--- Records Enclosed Below ---
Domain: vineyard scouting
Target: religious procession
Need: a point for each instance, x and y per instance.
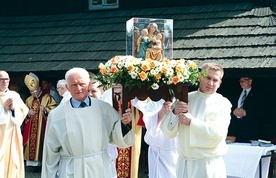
(143, 114)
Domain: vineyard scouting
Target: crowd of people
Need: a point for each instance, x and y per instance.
(71, 131)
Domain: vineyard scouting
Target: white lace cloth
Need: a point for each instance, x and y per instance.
(242, 160)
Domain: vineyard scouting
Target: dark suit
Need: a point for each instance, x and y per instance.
(247, 128)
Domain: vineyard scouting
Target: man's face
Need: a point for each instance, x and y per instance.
(211, 82)
(245, 82)
(4, 81)
(78, 87)
(36, 92)
(95, 92)
(61, 90)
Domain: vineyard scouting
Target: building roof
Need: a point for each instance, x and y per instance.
(235, 35)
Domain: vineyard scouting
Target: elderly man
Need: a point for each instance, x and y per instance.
(201, 125)
(39, 104)
(79, 130)
(12, 113)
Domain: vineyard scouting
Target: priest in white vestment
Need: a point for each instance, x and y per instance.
(76, 139)
(201, 127)
(12, 114)
(162, 153)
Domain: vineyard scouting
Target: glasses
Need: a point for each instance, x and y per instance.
(32, 92)
(4, 79)
(60, 88)
(244, 80)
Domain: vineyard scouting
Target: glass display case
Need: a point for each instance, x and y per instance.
(149, 38)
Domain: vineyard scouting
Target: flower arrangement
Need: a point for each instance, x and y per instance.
(136, 72)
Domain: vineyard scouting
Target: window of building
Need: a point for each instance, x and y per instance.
(103, 4)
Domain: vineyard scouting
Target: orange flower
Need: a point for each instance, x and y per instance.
(145, 66)
(115, 60)
(102, 68)
(143, 76)
(130, 68)
(165, 60)
(164, 70)
(158, 77)
(178, 69)
(175, 79)
(113, 69)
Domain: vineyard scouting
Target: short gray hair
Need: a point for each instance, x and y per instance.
(77, 70)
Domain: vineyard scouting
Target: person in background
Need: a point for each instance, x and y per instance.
(39, 104)
(12, 114)
(201, 127)
(162, 153)
(247, 115)
(17, 88)
(96, 91)
(79, 130)
(62, 90)
(49, 88)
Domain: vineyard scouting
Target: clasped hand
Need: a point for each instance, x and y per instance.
(126, 117)
(239, 112)
(182, 110)
(8, 104)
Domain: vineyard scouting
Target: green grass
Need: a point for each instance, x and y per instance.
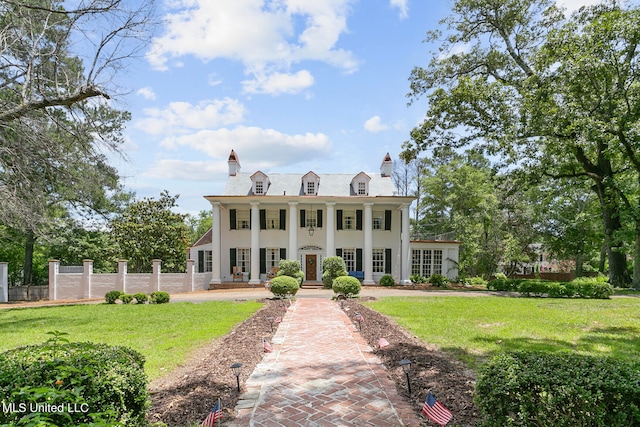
(476, 328)
(166, 334)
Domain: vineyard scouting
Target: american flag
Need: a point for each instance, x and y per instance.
(266, 346)
(435, 411)
(382, 343)
(215, 414)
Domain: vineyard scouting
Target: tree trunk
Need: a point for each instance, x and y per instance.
(27, 275)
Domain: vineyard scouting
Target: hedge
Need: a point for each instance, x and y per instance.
(535, 389)
(583, 287)
(73, 383)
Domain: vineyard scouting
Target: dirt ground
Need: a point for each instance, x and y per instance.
(187, 394)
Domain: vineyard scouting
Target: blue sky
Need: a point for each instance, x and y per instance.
(290, 85)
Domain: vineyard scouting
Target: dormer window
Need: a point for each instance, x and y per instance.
(310, 184)
(259, 184)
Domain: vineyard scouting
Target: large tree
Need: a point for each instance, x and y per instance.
(57, 69)
(544, 92)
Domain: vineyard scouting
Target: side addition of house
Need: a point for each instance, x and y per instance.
(262, 218)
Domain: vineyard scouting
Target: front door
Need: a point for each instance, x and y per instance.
(312, 268)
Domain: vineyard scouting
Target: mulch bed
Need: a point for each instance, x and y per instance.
(187, 394)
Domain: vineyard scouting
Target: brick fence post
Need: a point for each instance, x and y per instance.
(87, 272)
(4, 282)
(54, 269)
(155, 275)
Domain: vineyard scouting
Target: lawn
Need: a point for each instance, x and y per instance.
(165, 334)
(474, 328)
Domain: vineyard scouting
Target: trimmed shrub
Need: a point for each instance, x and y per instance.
(347, 286)
(418, 279)
(126, 298)
(332, 267)
(439, 280)
(141, 298)
(526, 389)
(291, 268)
(284, 285)
(387, 280)
(111, 296)
(159, 297)
(86, 383)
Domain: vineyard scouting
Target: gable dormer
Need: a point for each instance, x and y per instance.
(360, 184)
(259, 184)
(310, 184)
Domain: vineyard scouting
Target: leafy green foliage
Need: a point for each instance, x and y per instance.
(439, 280)
(92, 383)
(387, 280)
(291, 268)
(523, 389)
(111, 296)
(159, 297)
(332, 267)
(148, 229)
(283, 286)
(346, 285)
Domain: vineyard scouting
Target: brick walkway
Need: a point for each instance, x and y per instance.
(321, 373)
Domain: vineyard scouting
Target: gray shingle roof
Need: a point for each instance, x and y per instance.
(337, 185)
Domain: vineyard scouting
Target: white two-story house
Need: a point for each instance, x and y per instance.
(262, 218)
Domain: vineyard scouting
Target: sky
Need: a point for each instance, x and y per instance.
(291, 85)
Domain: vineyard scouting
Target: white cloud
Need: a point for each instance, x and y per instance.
(402, 5)
(263, 37)
(146, 93)
(257, 148)
(374, 125)
(278, 83)
(181, 116)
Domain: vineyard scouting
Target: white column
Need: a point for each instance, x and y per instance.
(4, 282)
(255, 244)
(216, 257)
(293, 231)
(331, 229)
(405, 238)
(368, 245)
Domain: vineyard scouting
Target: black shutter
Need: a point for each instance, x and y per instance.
(263, 219)
(283, 219)
(263, 260)
(232, 219)
(387, 261)
(200, 261)
(232, 257)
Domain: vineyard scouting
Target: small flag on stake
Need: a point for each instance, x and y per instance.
(435, 411)
(215, 414)
(382, 343)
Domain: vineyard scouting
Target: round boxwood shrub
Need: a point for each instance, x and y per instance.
(332, 267)
(126, 298)
(387, 280)
(111, 296)
(527, 388)
(159, 297)
(347, 286)
(141, 298)
(81, 383)
(284, 285)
--- End of Enclosed Records ---
Set down all of the entries exactly. Leave the pictures out.

Domain: vineyard scouting
Target: religious procession
Need: a point for each instance, x and y per instance.
(143, 114)
Domain: vineyard scouting
Target: crowd of people
Need: a point for each instance, x and y per instance.
(71, 131)
Domain: vineyard scouting
Target: white lace cloth
Need: a point for each instance, x and y per instance.
(242, 160)
Domain: vineyard scouting
Target: dark suit
Need: a point for each instance, x and y per instance.
(247, 128)
Domain: vineyard scouting
Target: man's face
Need: a point for each instance, x and y per instance.
(211, 82)
(245, 82)
(4, 81)
(78, 87)
(36, 92)
(95, 92)
(61, 90)
Domain: vineyard scouting
Target: building roof
Need: a point for each instance, x and y per instance.
(235, 35)
Domain: vineyard scouting
Target: elderly man
Need: a point for each instance, x and y per instance.
(201, 125)
(39, 104)
(79, 130)
(12, 113)
Domain: vineyard scouting
Target: priest in white vestment
Need: a point for each instance, x and y per instance.
(76, 139)
(201, 127)
(12, 114)
(162, 153)
Domain: vineyard scouting
Target: glasses
Need: a point for each instance, x and y per instance.
(32, 92)
(4, 79)
(60, 88)
(244, 80)
Domain: vineyard scouting
Target: glass display case
Need: a point for each instance, x and y per instance.
(149, 38)
Domain: vineyard scouting
Target: flower arrangement
Need: a point for each instance, x and y per instance.
(136, 72)
Domain: vineyard scouting
Target: window of building
Need: a point for each instance, x and y per instance.
(103, 4)
Domain: vineyard scouting
Target: orange flower
Need: a point for each instance, x and y per instance.
(145, 66)
(115, 60)
(102, 68)
(143, 76)
(130, 68)
(165, 60)
(164, 70)
(158, 77)
(178, 69)
(175, 79)
(113, 69)
Domain: vineyard scouting
Target: short gray hair
Need: a point for each instance, x and y per instance.
(77, 70)
Domain: vineyard scouting
Target: person in background
Need: a point for each instance, x and y per instance.
(39, 104)
(12, 114)
(201, 127)
(162, 153)
(247, 115)
(17, 88)
(96, 91)
(79, 130)
(62, 90)
(49, 88)
Domain: vineyard scouting
Target: clasped hand
Need: a point for each instance, x and y per instance.
(126, 117)
(239, 112)
(182, 110)
(8, 104)
Domain: vineyard scouting
Target: green grass
Need: a point for each instance, x and y per instance.
(476, 328)
(166, 334)
Domain: vineyard scouting
Target: american flag
Need: a point for each instance, x and y per instance.
(266, 346)
(435, 411)
(382, 343)
(215, 414)
Domain: vineyard scouting
Target: tree trunk
Need: a point for each instance, x and y per instance.
(27, 275)
Domain: vineyard scouting
Target: hedge
Need: a point for each instance, x and y per instance.
(535, 389)
(583, 287)
(73, 383)
Domain: vineyard scouting
Target: dirt ground
Need: a point for each instance, x and y per instance.
(187, 394)
Domain: vineyard scouting
Target: blue sky
Need: a point for each instance, x and y per instance.
(290, 85)
Domain: vineyard scouting
Target: dormer window
Need: a point for each instance, x and y per instance.
(310, 184)
(259, 184)
Domain: vineyard scouting
Target: large tree
Need: a point for each instance, x and y per instance.
(57, 69)
(544, 92)
Domain: vineyard scouting
Target: side addition of house
Need: a point for each instance, x and y per instance.
(262, 218)
Domain: vineyard scouting
Target: front door
Need: a point for each instance, x and y per instance.
(312, 268)
Domain: vineyard scouting
Target: mulch bed
Need: a point for each instance, x and y per instance.
(187, 394)
Domain: vineyard scouting
Target: brick fence post
Need: a point for each instance, x and y per instance.
(87, 272)
(4, 282)
(54, 269)
(155, 275)
Domain: vineyard scouting
Target: lawn
Need: a point for each instance, x and y per instance.
(165, 334)
(474, 328)
Domain: vineyard scouting
Target: trimmed shrub
Need: a point for each instance, x and y per instance.
(347, 286)
(418, 279)
(126, 298)
(332, 267)
(439, 280)
(141, 298)
(526, 389)
(291, 268)
(284, 285)
(387, 280)
(111, 296)
(159, 297)
(86, 383)
Domain: vineyard scouting
Target: gable dormer
Need: a point for each instance, x and y per instance.
(360, 184)
(259, 184)
(310, 184)
Domain: vineyard scouting
Target: leafy green foliage
Need: a point for each instance, x and y per instance.
(439, 280)
(92, 383)
(387, 280)
(291, 268)
(523, 389)
(111, 296)
(159, 297)
(332, 267)
(148, 229)
(283, 286)
(346, 285)
Domain: vineyard scouting
Target: brick walkway
Need: a point for each instance, x and y per instance.
(321, 373)
Domain: vineyard scouting
Target: gray shingle roof
Need: a point for each instance, x and y per instance.
(337, 185)
Domain: vineyard scouting
Target: white two-story house
Need: a point for each instance, x and y per instance.
(262, 218)
Domain: vineyard scouting
Target: sky
Need: a point for each instance, x and y per instance.
(291, 85)
Domain: vineyard scouting
Target: white cloud
Need: a point for each instance, x and y per instance.
(402, 5)
(263, 37)
(146, 93)
(257, 148)
(374, 125)
(278, 83)
(181, 116)
Domain: vineyard scouting
Target: white column
Need: a point for each instance, x and y per instance.
(4, 282)
(255, 244)
(216, 257)
(293, 231)
(331, 229)
(405, 238)
(368, 245)
Domain: vineyard scouting
Target: black shutter
Need: a point for each instance, x and y per instance.
(263, 219)
(283, 219)
(263, 260)
(232, 219)
(387, 261)
(200, 261)
(232, 257)
Domain: vineyard scouting
Target: small flag on stake
Need: a point for each instance, x and y per instance.
(435, 411)
(215, 414)
(382, 343)
Domain: vineyard scouting
Target: round boxwood shrub
Need: a point for each instance, x and y per instance.
(332, 267)
(126, 298)
(387, 280)
(111, 296)
(527, 388)
(159, 297)
(347, 286)
(141, 298)
(81, 383)
(284, 285)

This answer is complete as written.